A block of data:
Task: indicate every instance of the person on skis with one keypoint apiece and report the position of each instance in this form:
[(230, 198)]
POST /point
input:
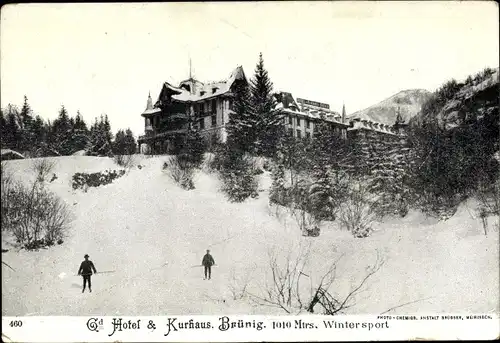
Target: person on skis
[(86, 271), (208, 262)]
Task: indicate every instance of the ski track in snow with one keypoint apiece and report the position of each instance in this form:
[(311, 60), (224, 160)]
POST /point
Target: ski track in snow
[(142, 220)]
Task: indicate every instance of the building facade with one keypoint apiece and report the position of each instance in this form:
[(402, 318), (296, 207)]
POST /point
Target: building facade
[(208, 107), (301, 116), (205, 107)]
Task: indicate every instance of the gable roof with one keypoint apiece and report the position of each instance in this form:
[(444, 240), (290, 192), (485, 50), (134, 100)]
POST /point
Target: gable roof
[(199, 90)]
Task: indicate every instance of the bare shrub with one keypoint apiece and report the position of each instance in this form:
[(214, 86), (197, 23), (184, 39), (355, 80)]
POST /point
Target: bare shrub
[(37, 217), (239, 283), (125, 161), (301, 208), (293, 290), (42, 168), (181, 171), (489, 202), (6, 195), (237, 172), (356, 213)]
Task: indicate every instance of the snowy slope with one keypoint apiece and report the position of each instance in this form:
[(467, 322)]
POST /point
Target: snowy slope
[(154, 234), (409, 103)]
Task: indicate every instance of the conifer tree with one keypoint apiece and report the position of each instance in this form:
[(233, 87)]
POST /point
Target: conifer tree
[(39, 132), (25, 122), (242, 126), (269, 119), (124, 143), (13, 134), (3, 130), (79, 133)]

...

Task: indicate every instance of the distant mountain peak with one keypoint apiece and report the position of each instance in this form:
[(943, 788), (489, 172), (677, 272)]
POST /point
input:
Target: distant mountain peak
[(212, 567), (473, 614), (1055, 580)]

§ TASK PROMPT
Please copy out the lines of the records word for word, starting with the line that contains "Task: indicate every instance of the bare" and going on through the line that contains "172), (356, 213)]".

§ PROBLEM SOLUTION
Task: indicate every instance of the bare shrub with one keypoint apiece and report the position of each instance in this form:
[(214, 86), (197, 23), (184, 39), (355, 80)]
POST /point
Target: bare shrub
[(37, 217), (239, 283), (125, 161), (301, 208), (293, 290), (42, 168), (181, 171), (489, 202), (6, 195), (237, 172), (356, 213)]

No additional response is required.